→ Dataset records
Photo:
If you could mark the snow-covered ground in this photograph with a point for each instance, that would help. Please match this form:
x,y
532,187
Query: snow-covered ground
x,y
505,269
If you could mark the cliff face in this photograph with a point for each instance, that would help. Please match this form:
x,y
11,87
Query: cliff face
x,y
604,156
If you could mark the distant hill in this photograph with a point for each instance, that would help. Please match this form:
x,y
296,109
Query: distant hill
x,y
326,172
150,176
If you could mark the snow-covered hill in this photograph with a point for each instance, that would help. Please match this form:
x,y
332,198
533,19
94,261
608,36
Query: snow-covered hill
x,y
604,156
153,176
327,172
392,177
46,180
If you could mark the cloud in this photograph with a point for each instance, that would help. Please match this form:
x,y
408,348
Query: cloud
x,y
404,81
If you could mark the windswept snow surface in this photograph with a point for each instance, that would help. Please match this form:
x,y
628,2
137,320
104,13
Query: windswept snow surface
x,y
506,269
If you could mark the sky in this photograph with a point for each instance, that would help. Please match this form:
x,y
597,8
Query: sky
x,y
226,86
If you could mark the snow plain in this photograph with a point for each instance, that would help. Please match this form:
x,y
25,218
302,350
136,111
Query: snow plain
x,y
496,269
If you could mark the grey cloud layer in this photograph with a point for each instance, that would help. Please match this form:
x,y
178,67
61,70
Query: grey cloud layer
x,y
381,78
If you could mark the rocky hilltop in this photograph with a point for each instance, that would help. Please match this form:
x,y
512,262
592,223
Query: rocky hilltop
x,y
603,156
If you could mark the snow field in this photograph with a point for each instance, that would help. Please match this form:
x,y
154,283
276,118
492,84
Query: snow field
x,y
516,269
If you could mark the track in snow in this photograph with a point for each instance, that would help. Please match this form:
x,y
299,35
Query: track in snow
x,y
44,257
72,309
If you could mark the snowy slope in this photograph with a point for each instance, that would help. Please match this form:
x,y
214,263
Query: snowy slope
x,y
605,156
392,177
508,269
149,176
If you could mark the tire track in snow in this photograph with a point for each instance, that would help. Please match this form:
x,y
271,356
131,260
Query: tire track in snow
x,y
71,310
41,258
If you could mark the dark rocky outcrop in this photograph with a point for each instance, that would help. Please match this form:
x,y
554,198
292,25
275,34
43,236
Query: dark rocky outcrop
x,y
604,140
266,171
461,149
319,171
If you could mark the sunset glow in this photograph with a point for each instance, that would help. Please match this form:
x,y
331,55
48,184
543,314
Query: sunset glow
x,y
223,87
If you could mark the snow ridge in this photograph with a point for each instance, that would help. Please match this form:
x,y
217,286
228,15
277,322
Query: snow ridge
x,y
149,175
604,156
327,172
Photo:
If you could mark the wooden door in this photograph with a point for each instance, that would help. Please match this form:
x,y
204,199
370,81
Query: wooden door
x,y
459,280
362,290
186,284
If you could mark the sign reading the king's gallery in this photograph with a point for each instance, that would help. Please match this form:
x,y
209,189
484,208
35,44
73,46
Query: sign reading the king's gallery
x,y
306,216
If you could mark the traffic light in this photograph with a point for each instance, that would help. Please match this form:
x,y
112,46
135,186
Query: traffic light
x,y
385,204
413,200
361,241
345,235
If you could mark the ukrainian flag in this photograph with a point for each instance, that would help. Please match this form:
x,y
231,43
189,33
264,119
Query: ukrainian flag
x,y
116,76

→ Work to be completed
All of the data above should be reproduced word for word.

→ Result of the task
Photo:
If you could mark the snow-covered ground in this photograph with a point for each instance, that would help. Please match this form:
x,y
532,187
Query: snow-covered ground
x,y
505,269
If you could mark the cliff face in this photograph with a point for each instance, that would help. Please match this form:
x,y
11,87
Query: cliff face
x,y
604,156
If you could mark the distant hill in this photograph with a point for each instance, that would help. Please match this form:
x,y
296,109
Query: distant hill
x,y
326,172
150,176
If you could mark the snow-covered hill in this photograph with a point for each instance, that would help. Please match this form:
x,y
332,198
533,19
94,261
608,36
Query: snow-covered hill
x,y
604,156
153,176
327,172
392,177
46,180
If you could mark the cloud in this photograph with a point for each instance, that would help. Please match this form:
x,y
408,348
Query: cloud
x,y
404,81
If you could mark the windswept snow surface in this photograph with a point for each instance, that would help. Please match this form:
x,y
628,2
137,320
104,13
Query: windswept snow surface
x,y
506,269
If you could mark the sky in this photograph with a point for each instance, that would help. Please match this form:
x,y
597,8
Query: sky
x,y
226,86
If you could mark the snow plain in this photograph with a point for each instance, that would help. Please match this form:
x,y
25,218
302,350
136,111
Query: snow plain
x,y
496,269
If you could mark the grey cloud layer in this photograph with a point for each instance, that would help. Please match this form:
x,y
178,67
61,70
Query: grey cloud layer
x,y
381,78
If you could mark the rocky hilltop in this photograph with a point for each instance, that would help. Please match this form:
x,y
512,262
592,223
Query: rocky hilltop
x,y
603,156
If you could mark the snow field in this photograph with a point for each instance, that would help. Please match this form:
x,y
154,283
276,118
492,84
Query: snow field
x,y
516,269
If you could mark the track in snow in this photograph with a point for each instance, that would help. Please match this form:
x,y
299,35
Query: track in snow
x,y
44,257
72,309
If you could mark the snowy slope in this photograph with a point for each instance, that would help. Please match this form:
x,y
214,263
Query: snowy slope
x,y
605,156
392,177
508,269
149,176
If you could mark the tire track in snow in this photograph with a point for each instance, that would help. Please match this form:
x,y
271,356
131,260
Query: tire track in snow
x,y
71,310
41,258
If you could mark the dark rocky outcrop in this photograph with a point for each instance, that would help. Please match this form:
x,y
554,198
292,25
275,34
43,236
Query: dark rocky outcrop
x,y
604,140
266,171
461,149
319,171
If you could mark the sunset glow in this photograph with a point for each instance, that would help. Please match this form:
x,y
331,55
48,184
543,314
Query: sunset glow
x,y
223,87
If you could mark the snow ridge in this photograph with a point for each instance, that would help. Please match this form:
x,y
217,286
228,15
277,322
Query: snow ridge
x,y
149,175
604,156
327,172
Photo:
If you could mark the wooden door in this photograph with a point for each instance, that would help. Please match this form:
x,y
204,199
370,81
Query: wooden door
x,y
459,280
362,290
186,284
If you could mark the sign reading the king's gallery in this photograph with a point for each instance, that would help. Please match this form:
x,y
209,189
484,208
35,44
73,46
Query: sign reading the king's gallery
x,y
306,216
If you could mark the traffic light in this photograph with a point for each instance, that would help. Please match this form:
x,y
112,46
135,186
Query: traffic light
x,y
385,204
413,200
361,241
345,235
If you could mark the ukrainian flag in this photograph with a point for each instance, that would help. Please match this form:
x,y
231,43
189,33
264,119
Query: ukrainian flag
x,y
116,76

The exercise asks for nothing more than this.